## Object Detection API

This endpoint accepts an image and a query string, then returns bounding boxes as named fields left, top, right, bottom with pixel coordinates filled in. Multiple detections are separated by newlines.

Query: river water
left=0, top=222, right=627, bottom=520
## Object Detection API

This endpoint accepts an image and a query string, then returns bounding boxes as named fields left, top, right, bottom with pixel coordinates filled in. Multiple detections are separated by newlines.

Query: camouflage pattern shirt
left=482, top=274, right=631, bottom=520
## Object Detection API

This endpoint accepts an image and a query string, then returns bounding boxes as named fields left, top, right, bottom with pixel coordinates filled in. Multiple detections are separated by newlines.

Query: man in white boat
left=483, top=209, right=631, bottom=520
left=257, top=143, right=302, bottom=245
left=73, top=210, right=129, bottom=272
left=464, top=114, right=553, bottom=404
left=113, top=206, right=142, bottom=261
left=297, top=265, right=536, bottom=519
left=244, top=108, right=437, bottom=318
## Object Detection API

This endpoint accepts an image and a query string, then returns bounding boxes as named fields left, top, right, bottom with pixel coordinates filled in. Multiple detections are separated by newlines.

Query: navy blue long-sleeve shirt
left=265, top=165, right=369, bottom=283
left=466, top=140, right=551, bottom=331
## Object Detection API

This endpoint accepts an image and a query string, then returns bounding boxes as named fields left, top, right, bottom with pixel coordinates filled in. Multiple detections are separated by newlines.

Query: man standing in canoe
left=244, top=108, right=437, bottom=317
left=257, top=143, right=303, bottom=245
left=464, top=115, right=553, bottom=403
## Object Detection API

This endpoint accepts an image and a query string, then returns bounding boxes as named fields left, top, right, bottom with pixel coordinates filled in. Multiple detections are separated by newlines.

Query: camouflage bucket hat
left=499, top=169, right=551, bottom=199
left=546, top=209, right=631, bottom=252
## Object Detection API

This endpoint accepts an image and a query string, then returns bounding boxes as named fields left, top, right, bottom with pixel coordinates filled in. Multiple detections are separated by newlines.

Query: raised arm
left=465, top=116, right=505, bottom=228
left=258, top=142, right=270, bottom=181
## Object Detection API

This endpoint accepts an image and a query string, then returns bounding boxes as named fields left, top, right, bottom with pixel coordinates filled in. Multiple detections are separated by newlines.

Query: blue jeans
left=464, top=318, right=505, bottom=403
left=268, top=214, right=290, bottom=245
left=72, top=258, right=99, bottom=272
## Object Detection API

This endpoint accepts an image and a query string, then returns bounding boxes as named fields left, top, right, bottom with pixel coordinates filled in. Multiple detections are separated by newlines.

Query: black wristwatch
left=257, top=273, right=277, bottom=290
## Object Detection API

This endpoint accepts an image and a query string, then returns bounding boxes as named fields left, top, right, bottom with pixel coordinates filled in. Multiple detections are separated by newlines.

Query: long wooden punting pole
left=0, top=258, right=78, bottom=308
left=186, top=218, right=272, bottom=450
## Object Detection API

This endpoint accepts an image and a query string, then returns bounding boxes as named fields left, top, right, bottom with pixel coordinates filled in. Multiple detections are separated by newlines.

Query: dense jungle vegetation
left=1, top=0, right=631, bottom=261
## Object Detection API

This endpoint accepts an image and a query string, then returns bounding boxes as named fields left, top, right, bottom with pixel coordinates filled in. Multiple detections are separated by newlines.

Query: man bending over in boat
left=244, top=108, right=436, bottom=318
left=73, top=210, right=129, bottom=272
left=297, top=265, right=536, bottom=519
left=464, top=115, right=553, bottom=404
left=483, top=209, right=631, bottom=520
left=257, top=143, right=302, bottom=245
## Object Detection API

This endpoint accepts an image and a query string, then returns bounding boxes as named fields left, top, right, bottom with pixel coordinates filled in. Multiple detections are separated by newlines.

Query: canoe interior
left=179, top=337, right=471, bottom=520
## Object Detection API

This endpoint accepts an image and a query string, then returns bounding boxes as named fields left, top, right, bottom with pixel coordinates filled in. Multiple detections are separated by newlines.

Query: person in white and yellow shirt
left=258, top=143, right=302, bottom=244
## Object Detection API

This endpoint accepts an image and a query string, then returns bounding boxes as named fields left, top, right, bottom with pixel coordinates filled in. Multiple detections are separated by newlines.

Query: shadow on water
---
Your response should consist of the full listing, repeated exactly.

== Response below ==
## Object Detection API

This endpoint accepts an image and a query string, then returns bounding boxes as named fields left, top, right, bottom with pixel coordinates filled in. Multiple detections are separated by newlines.

Query: river water
left=0, top=222, right=627, bottom=520
## Object Detection API

This endpoint accepts an image and a query string, then returns bounding boxes as named fields left, top, right, bottom with pixel coordinates filled in. Multiple detections are separated by newlines.

Query: camouflage pattern shirt
left=482, top=274, right=631, bottom=520
## Object Detection API

This endpoint accepts an image and a query string, then returns bounding boxes as named fields left, top, right, bottom with pixel coordinates filled in. Multiple detections are separated by newlines.

Query: man in white boat
left=483, top=209, right=631, bottom=520
left=257, top=143, right=302, bottom=245
left=73, top=210, right=129, bottom=272
left=464, top=114, right=553, bottom=404
left=113, top=206, right=142, bottom=261
left=297, top=265, right=536, bottom=519
left=244, top=108, right=437, bottom=318
## Object Detection API

This endpoint accepts an image and a query string, then returns bounding boxes as named fields left, top, right, bottom with pixel coordinates filled in. Multiple detections are separated by newlines.

Query: navy blue long-sleeve shirt
left=265, top=165, right=369, bottom=283
left=466, top=140, right=551, bottom=331
## Object Detection API

This endpoint accepts an image and a query string, then returns bounding boxes as named fields left, top, right, bottom with pixel coordinates filled in. Multiple detections are separated by newlines.

Query: man standing in canoe
left=244, top=108, right=437, bottom=317
left=257, top=143, right=303, bottom=245
left=464, top=115, right=553, bottom=403
## Object Detection API

This endpoint accepts an image and a query string, then returns bounding boxes as named fields left, top, right, bottom with pixel coordinates filled in. Multiple detections are separated by newlines.

Query: camouflage bucket hat
left=499, top=169, right=551, bottom=199
left=546, top=209, right=631, bottom=252
## Object Detection API

This endpoint accepts an image and a query string, then returns bounding boxes as named fields left, top, right, bottom with pixel coordinates filled in. Multiple detections are separated by newlines.

Query: raised arm
left=465, top=116, right=505, bottom=228
left=258, top=142, right=270, bottom=181
## Object Detection API

This endpoint accepts an image and a query string, then returns bounding boxes as named fields left, top, right, bottom with pixel coordinates filled in. Multiple detections are separated by newlines.

Query: blue jeans
left=464, top=318, right=505, bottom=403
left=268, top=214, right=290, bottom=245
left=72, top=258, right=99, bottom=272
## Object Detection API

This endpoint accepts an image and a query string, then returns bounding boxes as named fields left, top, right, bottom with pixel coordinates filled in. Multiple detections are separated by newlines.

Query: black wristwatch
left=257, top=273, right=277, bottom=290
## Object Detection API

This endpoint accepts an image and a query string, then returns bounding boxes as named fields left, top, right, bottom with pixel coordinates filled in. Multiple detections are separated by newlines.

Query: long wooden punting pole
left=0, top=258, right=78, bottom=308
left=186, top=218, right=272, bottom=450
## Object Detection API

This endpoint accepts an image and a query string, then returns bounding boxes as named fields left, top, right, bottom with pixel coordinates filled in. Multiple detections are separated by newlines.

Query: dense jungle vegetation
left=1, top=0, right=631, bottom=261
## Object Detection API

This endpoint accepts an image and a query string, then returns bounding boxes as named fields left, top, right, bottom with pixel coordinates filled in. Multiple detections are separated by newlines.

Query: man bending over in boat
left=244, top=108, right=436, bottom=318
left=73, top=210, right=129, bottom=272
left=297, top=265, right=536, bottom=519
left=464, top=115, right=553, bottom=404
left=483, top=209, right=631, bottom=520
left=257, top=143, right=302, bottom=245
## Object Detection API

This endpoint accepts an image and a query string, then returns bounding boxes as named fields left, top, right, bottom with pixel coordinates filled in. Multiple detections are separated by newlines.

Query: canoe interior
left=179, top=337, right=471, bottom=520
## Object Detection API

This endpoint accepts an image and a query string, then returns bounding boxes as named fields left, top, right, bottom with pixel coordinates filled in. Multiple detections are separated by newlines.

Query: person in white and yellow shirt
left=258, top=143, right=302, bottom=244
## Object Detection API

This endpoint accepts an image and a query string, then returns bounding boxes as named fields left, top, right, bottom with pixel coordinates filled in. Multiple detections are separated by newlines.

Query: shadow on water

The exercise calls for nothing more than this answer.